PROBLEM DETAILS: Count the lines in the data below that contain the word "leafy", with case counting, and give only that number.

AVAILABLE RECORDS:
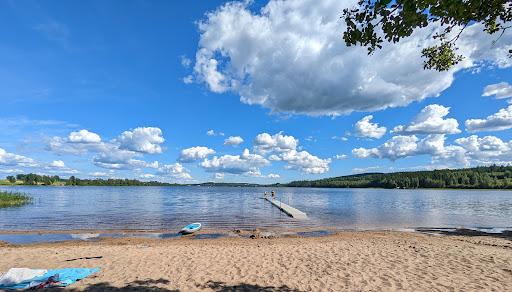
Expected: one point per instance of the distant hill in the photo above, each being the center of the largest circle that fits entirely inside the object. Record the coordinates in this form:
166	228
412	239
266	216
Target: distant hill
490	177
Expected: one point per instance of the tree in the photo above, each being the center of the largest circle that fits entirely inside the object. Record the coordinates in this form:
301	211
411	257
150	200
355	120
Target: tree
400	18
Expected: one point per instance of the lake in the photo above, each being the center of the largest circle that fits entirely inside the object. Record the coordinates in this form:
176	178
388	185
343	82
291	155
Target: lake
170	208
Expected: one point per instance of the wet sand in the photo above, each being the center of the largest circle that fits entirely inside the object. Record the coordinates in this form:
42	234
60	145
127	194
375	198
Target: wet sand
347	261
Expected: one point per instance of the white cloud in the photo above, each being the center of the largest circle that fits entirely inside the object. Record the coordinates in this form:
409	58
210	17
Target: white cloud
289	57
84	136
502	120
500	90
188	79
100	174
284	148
11	159
195	153
121	159
213	133
396	147
120	153
365	169
486	150
185	62
235	164
142	139
58	164
364	128
234	141
430	120
265	143
406	146
176	171
305	162
341	157
62	146
471	150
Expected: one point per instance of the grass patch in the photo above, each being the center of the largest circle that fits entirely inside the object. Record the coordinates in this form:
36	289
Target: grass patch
10	199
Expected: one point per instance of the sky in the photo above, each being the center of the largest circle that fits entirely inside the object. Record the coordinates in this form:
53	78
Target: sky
252	91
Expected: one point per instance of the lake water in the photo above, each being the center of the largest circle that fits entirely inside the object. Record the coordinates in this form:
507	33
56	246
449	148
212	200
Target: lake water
170	208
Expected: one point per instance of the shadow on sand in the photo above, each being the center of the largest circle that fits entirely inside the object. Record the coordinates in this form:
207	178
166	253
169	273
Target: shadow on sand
506	234
152	286
223	287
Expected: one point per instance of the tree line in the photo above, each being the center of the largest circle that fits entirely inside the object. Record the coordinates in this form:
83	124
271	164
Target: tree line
489	177
36	179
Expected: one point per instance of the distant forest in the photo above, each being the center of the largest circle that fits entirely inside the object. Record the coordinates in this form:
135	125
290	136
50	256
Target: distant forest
489	177
36	179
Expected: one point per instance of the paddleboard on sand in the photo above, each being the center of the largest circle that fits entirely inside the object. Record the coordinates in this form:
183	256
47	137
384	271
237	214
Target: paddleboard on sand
191	228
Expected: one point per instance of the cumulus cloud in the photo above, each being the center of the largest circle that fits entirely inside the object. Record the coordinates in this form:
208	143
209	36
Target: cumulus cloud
11	159
305	162
341	157
176	171
430	120
195	153
472	150
121	153
289	57
142	139
58	164
406	146
279	143
486	150
364	128
281	147
500	90
213	133
233	141
502	120
101	174
84	136
246	163
121	159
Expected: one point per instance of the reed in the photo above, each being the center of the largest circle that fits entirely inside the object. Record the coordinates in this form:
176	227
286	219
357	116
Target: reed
13	199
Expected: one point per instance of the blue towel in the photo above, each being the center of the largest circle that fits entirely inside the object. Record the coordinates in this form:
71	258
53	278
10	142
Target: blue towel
67	276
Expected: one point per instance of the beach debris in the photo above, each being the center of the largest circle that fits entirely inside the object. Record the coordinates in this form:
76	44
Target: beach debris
84	258
24	278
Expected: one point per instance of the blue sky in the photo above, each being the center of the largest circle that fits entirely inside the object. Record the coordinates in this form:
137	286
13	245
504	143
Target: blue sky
131	88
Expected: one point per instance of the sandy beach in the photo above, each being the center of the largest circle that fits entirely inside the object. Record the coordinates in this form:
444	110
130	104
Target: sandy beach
346	261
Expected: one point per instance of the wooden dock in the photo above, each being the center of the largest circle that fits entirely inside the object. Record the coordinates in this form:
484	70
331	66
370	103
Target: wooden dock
289	210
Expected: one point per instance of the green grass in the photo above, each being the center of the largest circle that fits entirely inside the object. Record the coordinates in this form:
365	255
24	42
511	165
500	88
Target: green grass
10	199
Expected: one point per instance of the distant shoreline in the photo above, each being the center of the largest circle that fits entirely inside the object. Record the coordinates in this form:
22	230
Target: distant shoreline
261	186
478	178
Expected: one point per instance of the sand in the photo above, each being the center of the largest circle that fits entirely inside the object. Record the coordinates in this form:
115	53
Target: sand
347	261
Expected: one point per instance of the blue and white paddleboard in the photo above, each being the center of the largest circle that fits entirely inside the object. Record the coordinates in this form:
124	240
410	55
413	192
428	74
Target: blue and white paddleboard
191	228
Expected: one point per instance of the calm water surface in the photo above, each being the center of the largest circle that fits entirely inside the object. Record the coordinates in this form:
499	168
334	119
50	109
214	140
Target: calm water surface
152	208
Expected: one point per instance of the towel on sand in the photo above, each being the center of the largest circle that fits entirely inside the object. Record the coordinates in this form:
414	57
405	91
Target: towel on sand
64	277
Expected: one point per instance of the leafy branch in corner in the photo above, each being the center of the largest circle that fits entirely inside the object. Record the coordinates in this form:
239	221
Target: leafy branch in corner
374	21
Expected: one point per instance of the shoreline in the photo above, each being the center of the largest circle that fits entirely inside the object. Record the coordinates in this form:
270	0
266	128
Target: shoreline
361	261
37	237
264	186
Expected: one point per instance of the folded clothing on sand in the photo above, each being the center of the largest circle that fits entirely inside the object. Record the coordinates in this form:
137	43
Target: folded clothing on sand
22	278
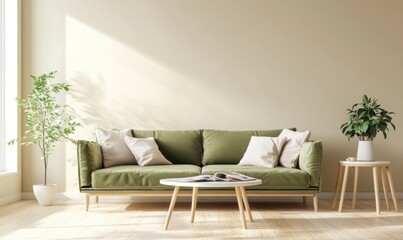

FULL RESPONSE: 2